→ WHAT TO DO:
**a.** Set down, word for word, the part of the retirement planning text that opens with the words containing "Financial planning has" and closes with "a long-term perspective.".
**b.** In the records, take the part that opens with the first line and closes with the line containing "294L624 297L629 305L635". Swap "rough mask" for "coarse mask" and give only those lines, with everything else unchanged.

→ PASSAGE FOR REVIEW:
Financial planning is an effective mechanism of personal decision making. The current work highlights the major aspects of investment and provides recommendations to increase the effectiveness of investment decisions as related to retirement. The paper includes a brief discussion of investment, followed by the description of its risks and potential returns. Differences between preferred and common stock are delineated. Three different stock options are proposed, the description of three main attributes accompanying them. The rewards and risks of investing in stocks, bonds, and mutual funds are discussed. Special recommendations are provided in relation to mutual funds. Implications for investment are discussed.
Keywords: planning, financial, investment, stocks, bonds, mutual funds, returns.

Planning for Retirement

Financial planning has become an inseparable element of personal decision making. Despite the growing number of financial professionals, most individuals want to make independent decisions regarding their finances. As the global financial crisis continues to persist, the quality of such decisions becomes the most essential factor of everybody's wellbeing. Today, the working population wants to ensure that its savings will bring additional value and minimize the risks of poverty and losses in a long-term perspective.

→ RECORDS FOR THIS TASK:
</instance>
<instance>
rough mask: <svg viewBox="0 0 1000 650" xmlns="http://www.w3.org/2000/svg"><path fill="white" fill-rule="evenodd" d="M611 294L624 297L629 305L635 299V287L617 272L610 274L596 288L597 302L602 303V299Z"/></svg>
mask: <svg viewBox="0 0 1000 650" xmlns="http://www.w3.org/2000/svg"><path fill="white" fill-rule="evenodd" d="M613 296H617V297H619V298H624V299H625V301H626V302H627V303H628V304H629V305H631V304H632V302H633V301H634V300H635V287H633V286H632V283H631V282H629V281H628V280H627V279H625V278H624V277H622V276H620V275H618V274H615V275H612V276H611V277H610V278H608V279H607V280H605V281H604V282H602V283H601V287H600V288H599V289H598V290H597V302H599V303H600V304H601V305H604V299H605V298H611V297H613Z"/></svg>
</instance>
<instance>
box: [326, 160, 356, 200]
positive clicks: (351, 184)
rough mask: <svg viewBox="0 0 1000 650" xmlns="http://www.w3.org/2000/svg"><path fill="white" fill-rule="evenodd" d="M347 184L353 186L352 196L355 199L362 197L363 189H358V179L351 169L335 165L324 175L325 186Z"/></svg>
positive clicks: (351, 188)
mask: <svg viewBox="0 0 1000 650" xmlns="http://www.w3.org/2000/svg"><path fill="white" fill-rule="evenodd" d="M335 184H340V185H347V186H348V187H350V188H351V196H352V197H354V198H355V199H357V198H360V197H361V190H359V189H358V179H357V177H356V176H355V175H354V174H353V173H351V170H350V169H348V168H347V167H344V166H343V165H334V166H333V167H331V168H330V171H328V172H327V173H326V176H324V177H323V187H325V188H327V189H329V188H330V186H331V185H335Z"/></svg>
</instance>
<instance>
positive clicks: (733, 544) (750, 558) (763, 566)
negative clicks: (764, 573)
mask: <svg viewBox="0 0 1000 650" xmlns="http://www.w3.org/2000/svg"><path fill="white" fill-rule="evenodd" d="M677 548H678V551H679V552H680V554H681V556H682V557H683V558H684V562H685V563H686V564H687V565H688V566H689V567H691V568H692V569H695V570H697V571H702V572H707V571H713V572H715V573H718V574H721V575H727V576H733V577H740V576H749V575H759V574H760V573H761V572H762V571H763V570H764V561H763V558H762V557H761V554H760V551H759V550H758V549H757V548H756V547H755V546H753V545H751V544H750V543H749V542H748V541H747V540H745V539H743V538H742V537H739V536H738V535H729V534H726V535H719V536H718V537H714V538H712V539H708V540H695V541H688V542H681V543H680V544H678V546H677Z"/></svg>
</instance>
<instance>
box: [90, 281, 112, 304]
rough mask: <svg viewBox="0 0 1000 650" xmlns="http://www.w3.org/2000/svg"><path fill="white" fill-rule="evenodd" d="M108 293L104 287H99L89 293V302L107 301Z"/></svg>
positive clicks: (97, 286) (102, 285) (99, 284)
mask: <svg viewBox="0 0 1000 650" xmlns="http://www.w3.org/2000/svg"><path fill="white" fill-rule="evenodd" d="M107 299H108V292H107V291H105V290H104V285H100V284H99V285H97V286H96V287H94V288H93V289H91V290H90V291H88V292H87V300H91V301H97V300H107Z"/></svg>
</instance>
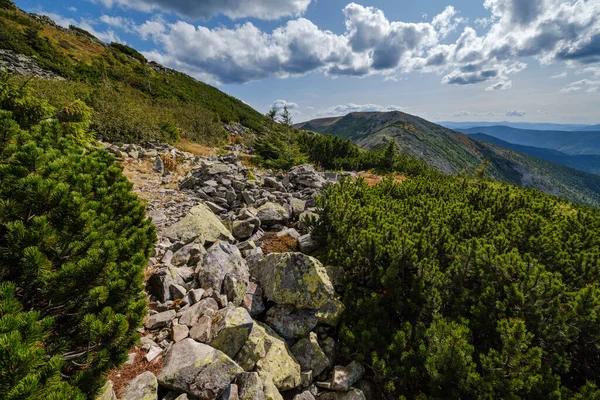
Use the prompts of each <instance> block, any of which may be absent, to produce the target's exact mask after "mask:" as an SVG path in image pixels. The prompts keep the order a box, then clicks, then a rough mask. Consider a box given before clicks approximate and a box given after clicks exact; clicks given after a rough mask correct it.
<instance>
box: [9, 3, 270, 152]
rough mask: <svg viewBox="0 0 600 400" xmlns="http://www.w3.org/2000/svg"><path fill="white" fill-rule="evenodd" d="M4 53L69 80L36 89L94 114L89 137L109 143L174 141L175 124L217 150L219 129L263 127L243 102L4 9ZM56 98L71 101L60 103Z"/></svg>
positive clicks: (22, 13) (209, 88) (44, 93)
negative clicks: (241, 101)
mask: <svg viewBox="0 0 600 400" xmlns="http://www.w3.org/2000/svg"><path fill="white" fill-rule="evenodd" d="M5 8H6V7H5ZM0 48H3V49H9V50H13V51H15V52H17V53H20V54H24V55H27V56H30V57H33V58H35V59H36V61H37V62H38V64H39V65H40V66H41V67H42V68H45V69H47V70H49V71H53V72H55V73H57V74H59V75H61V76H63V77H65V78H67V79H68V82H36V83H34V85H35V86H45V88H39V87H37V88H36V89H38V93H39V94H40V95H41V96H43V98H45V99H47V100H48V101H50V102H51V103H52V104H53V105H55V106H56V105H57V104H58V105H63V104H65V101H73V100H74V99H81V100H83V101H84V102H85V103H86V104H87V105H89V106H91V107H92V108H93V110H94V117H93V119H92V129H93V130H94V131H96V132H97V134H98V137H101V138H104V139H106V140H111V141H125V142H140V141H144V140H170V139H171V138H170V137H169V136H166V134H167V133H166V132H164V131H163V129H162V127H163V126H165V125H167V124H172V125H175V127H176V128H177V129H179V130H180V132H181V136H182V137H183V138H186V139H188V140H190V141H193V142H197V143H200V144H203V145H217V144H219V145H220V144H224V143H225V142H226V140H227V134H226V132H225V131H224V130H223V129H222V128H221V126H220V125H221V122H225V123H229V122H239V123H241V124H243V125H245V126H247V127H249V128H251V129H254V130H256V131H260V130H262V129H263V126H264V125H265V123H266V118H265V117H263V116H262V115H260V114H259V113H257V112H256V111H255V110H253V109H252V108H251V107H249V106H248V105H246V104H244V103H243V102H241V101H240V100H237V99H235V98H233V97H231V96H228V95H227V94H225V93H223V92H221V91H220V90H218V89H216V88H214V87H212V86H209V85H206V84H204V83H202V82H198V81H196V80H195V79H193V78H191V77H189V76H187V75H184V74H181V73H179V72H176V71H172V70H169V69H167V68H163V67H161V66H159V65H157V64H154V63H150V62H147V60H146V58H145V57H144V56H143V55H142V54H140V53H139V52H138V51H136V50H135V49H133V48H131V47H129V46H125V45H122V44H118V43H111V44H110V45H108V46H106V45H104V44H103V43H102V42H100V41H99V40H97V39H96V38H94V37H93V36H92V35H91V34H90V33H88V32H86V31H85V30H83V29H81V28H77V27H71V28H70V29H69V30H65V29H57V28H54V27H51V26H46V25H41V24H40V23H38V22H37V21H35V20H34V19H32V18H31V17H29V16H28V15H27V14H26V13H24V12H23V11H21V10H18V9H14V10H12V9H2V8H0ZM63 86H66V87H67V88H66V89H65V88H62V87H63ZM55 90H56V91H58V92H59V93H63V94H65V95H68V97H66V98H59V96H58V95H57V94H55V93H54V91H55Z"/></svg>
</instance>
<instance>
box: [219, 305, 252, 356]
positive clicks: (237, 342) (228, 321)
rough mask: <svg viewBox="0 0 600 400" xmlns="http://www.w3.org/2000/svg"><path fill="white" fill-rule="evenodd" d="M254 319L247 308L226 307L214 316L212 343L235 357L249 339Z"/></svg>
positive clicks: (229, 355)
mask: <svg viewBox="0 0 600 400" xmlns="http://www.w3.org/2000/svg"><path fill="white" fill-rule="evenodd" d="M253 326H254V321H253V320H252V317H250V314H248V311H246V309H244V308H241V307H238V308H224V309H222V310H219V311H217V312H216V313H215V315H214V316H213V318H212V328H211V341H210V343H209V344H210V345H211V346H212V347H214V348H215V349H217V350H221V351H222V352H223V353H225V354H227V355H228V356H229V357H231V358H234V357H235V356H236V354H237V353H238V352H239V351H240V349H241V348H242V346H244V344H245V343H246V340H248V336H249V335H250V331H252V328H253Z"/></svg>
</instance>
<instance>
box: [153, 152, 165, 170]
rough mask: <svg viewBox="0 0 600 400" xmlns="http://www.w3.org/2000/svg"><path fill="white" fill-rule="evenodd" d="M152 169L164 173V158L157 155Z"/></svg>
mask: <svg viewBox="0 0 600 400" xmlns="http://www.w3.org/2000/svg"><path fill="white" fill-rule="evenodd" d="M152 169H153V170H154V171H156V172H158V173H159V174H162V173H164V172H165V163H164V162H163V160H162V158H160V157H158V156H157V157H156V158H155V159H154V162H153V163H152Z"/></svg>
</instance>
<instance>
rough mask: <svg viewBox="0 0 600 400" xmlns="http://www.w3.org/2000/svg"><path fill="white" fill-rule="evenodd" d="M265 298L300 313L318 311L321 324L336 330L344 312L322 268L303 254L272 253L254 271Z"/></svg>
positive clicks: (254, 274) (331, 285) (319, 320)
mask: <svg viewBox="0 0 600 400" xmlns="http://www.w3.org/2000/svg"><path fill="white" fill-rule="evenodd" d="M252 275H253V276H254V277H256V278H257V279H258V280H259V281H260V284H261V287H262V289H263V291H264V294H265V296H266V297H267V298H268V299H269V300H271V301H273V302H275V303H277V304H288V305H293V306H295V307H296V308H297V309H310V310H317V313H316V316H317V319H318V320H319V322H322V323H325V324H328V325H331V326H336V325H337V323H338V321H339V318H340V316H341V314H342V312H343V305H342V303H341V302H340V301H339V299H337V297H336V294H335V290H334V288H333V284H332V283H331V281H330V279H329V276H328V275H327V271H326V270H325V268H324V267H323V265H322V264H321V263H320V262H319V261H318V260H317V259H315V258H313V257H310V256H307V255H304V254H302V253H279V254H277V253H273V254H269V255H267V256H266V257H265V258H264V259H263V260H262V261H261V262H259V263H258V264H257V265H256V266H255V267H254V268H253V269H252Z"/></svg>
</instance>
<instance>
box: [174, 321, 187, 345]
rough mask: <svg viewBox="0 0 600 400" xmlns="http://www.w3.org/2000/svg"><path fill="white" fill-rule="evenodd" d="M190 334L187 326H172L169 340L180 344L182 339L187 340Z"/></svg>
mask: <svg viewBox="0 0 600 400" xmlns="http://www.w3.org/2000/svg"><path fill="white" fill-rule="evenodd" d="M189 333H190V328H188V327H187V325H173V328H172V330H171V339H173V341H174V342H176V343H177V342H181V341H182V340H183V339H185V338H187V337H188V335H189Z"/></svg>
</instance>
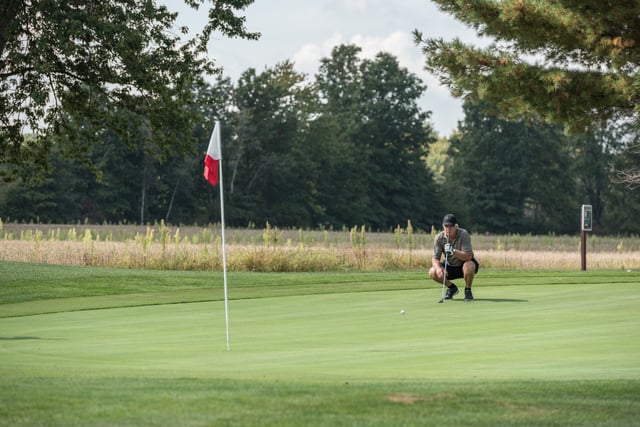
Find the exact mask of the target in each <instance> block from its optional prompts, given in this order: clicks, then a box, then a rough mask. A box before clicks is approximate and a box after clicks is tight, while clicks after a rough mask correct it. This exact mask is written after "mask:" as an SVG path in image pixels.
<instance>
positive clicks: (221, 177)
mask: <svg viewBox="0 0 640 427" xmlns="http://www.w3.org/2000/svg"><path fill="white" fill-rule="evenodd" d="M215 130H216V133H217V135H216V140H217V141H218V148H219V150H220V151H219V153H220V161H219V162H218V165H219V166H218V167H219V172H220V173H219V175H220V223H221V228H222V272H223V273H222V275H223V277H224V318H225V323H226V330H227V351H229V350H230V349H231V347H230V345H229V295H228V292H227V245H226V243H225V236H224V190H223V188H224V185H223V182H222V143H221V141H222V139H220V122H219V121H218V120H216V126H215Z"/></svg>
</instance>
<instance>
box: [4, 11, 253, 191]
mask: <svg viewBox="0 0 640 427" xmlns="http://www.w3.org/2000/svg"><path fill="white" fill-rule="evenodd" d="M184 1H185V3H186V4H187V5H189V6H191V7H193V8H199V7H200V6H202V5H203V4H205V3H209V1H208V0H184ZM251 3H253V0H216V1H212V2H211V6H210V9H209V12H208V23H207V25H206V26H205V27H204V29H203V30H202V32H201V33H199V34H197V35H196V36H194V37H193V38H191V39H189V40H186V41H183V37H186V34H187V31H188V29H187V28H180V29H177V28H175V19H176V17H177V14H176V13H172V12H170V11H169V10H168V9H167V8H166V7H165V6H162V5H158V4H156V2H155V1H152V0H144V1H143V0H140V1H131V0H64V1H63V0H50V1H44V0H33V1H22V0H0V8H2V10H3V12H2V15H1V16H0V153H1V156H0V175H1V176H2V177H3V178H4V179H11V178H13V177H15V176H16V175H17V174H20V175H22V177H23V178H25V179H29V178H33V176H34V171H35V172H42V171H43V170H46V168H47V154H48V153H49V151H50V149H51V146H52V143H53V142H54V141H56V142H57V143H59V144H60V148H61V147H63V146H64V147H66V148H65V150H64V151H65V154H67V155H73V156H76V157H79V158H83V157H84V159H85V160H86V161H89V160H88V158H89V156H86V155H85V154H86V153H87V152H88V151H89V150H90V146H91V144H92V143H96V142H98V141H99V135H100V134H102V133H104V132H106V131H107V130H110V131H113V132H115V133H116V134H117V136H118V137H119V138H121V139H122V140H123V141H126V142H131V141H136V142H137V141H138V139H139V138H140V135H141V133H140V129H146V132H145V133H144V137H145V139H146V140H147V141H149V144H145V145H146V147H148V148H149V149H151V147H153V148H154V149H155V150H157V155H158V156H163V155H165V156H166V155H168V154H169V153H170V152H171V151H172V150H176V149H177V150H188V149H192V150H193V149H194V147H195V144H194V141H192V140H189V139H188V138H185V136H189V135H190V134H191V130H192V127H193V116H192V115H191V113H190V111H191V110H190V109H189V108H185V106H187V105H188V104H189V102H191V100H192V87H193V85H194V84H195V83H196V82H197V81H198V80H199V79H201V78H202V77H203V75H206V74H211V73H213V72H215V71H216V67H215V63H214V61H213V60H211V59H209V58H208V57H207V55H206V45H207V42H208V40H209V37H210V34H211V33H212V32H214V31H219V32H221V33H222V34H223V35H225V36H228V37H243V38H249V39H255V38H257V37H258V36H259V34H258V33H252V32H249V31H247V30H246V29H245V27H244V17H242V16H236V14H237V11H240V10H243V9H244V8H246V7H247V6H248V5H249V4H251ZM26 135H28V136H26ZM176 141H183V144H182V145H180V144H178V145H176ZM151 142H152V143H151ZM34 164H36V165H38V167H35V168H33V167H32V168H25V166H27V165H34Z"/></svg>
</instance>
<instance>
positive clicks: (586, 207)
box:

→ ANSWERS BY ITEM:
**a.**
Financial planning has become an inseparable element of personal decision making. Despite the growing number of financial professionals, most individuals want to make independent decisions regarding their finances. As the global financial crisis continues to persist, the quality of such decisions becomes the most essential factor of everybody's wellbeing. Today, the working population wants to ensure that its savings will bring additional value and minimize the risks of poverty and losses in a long-term perspective.

**b.**
</instance>
<instance>
coarse mask: <svg viewBox="0 0 1000 650" xmlns="http://www.w3.org/2000/svg"><path fill="white" fill-rule="evenodd" d="M611 294L624 297L629 305L635 299V287L617 272L610 274L596 288L597 302L602 303V299Z"/></svg>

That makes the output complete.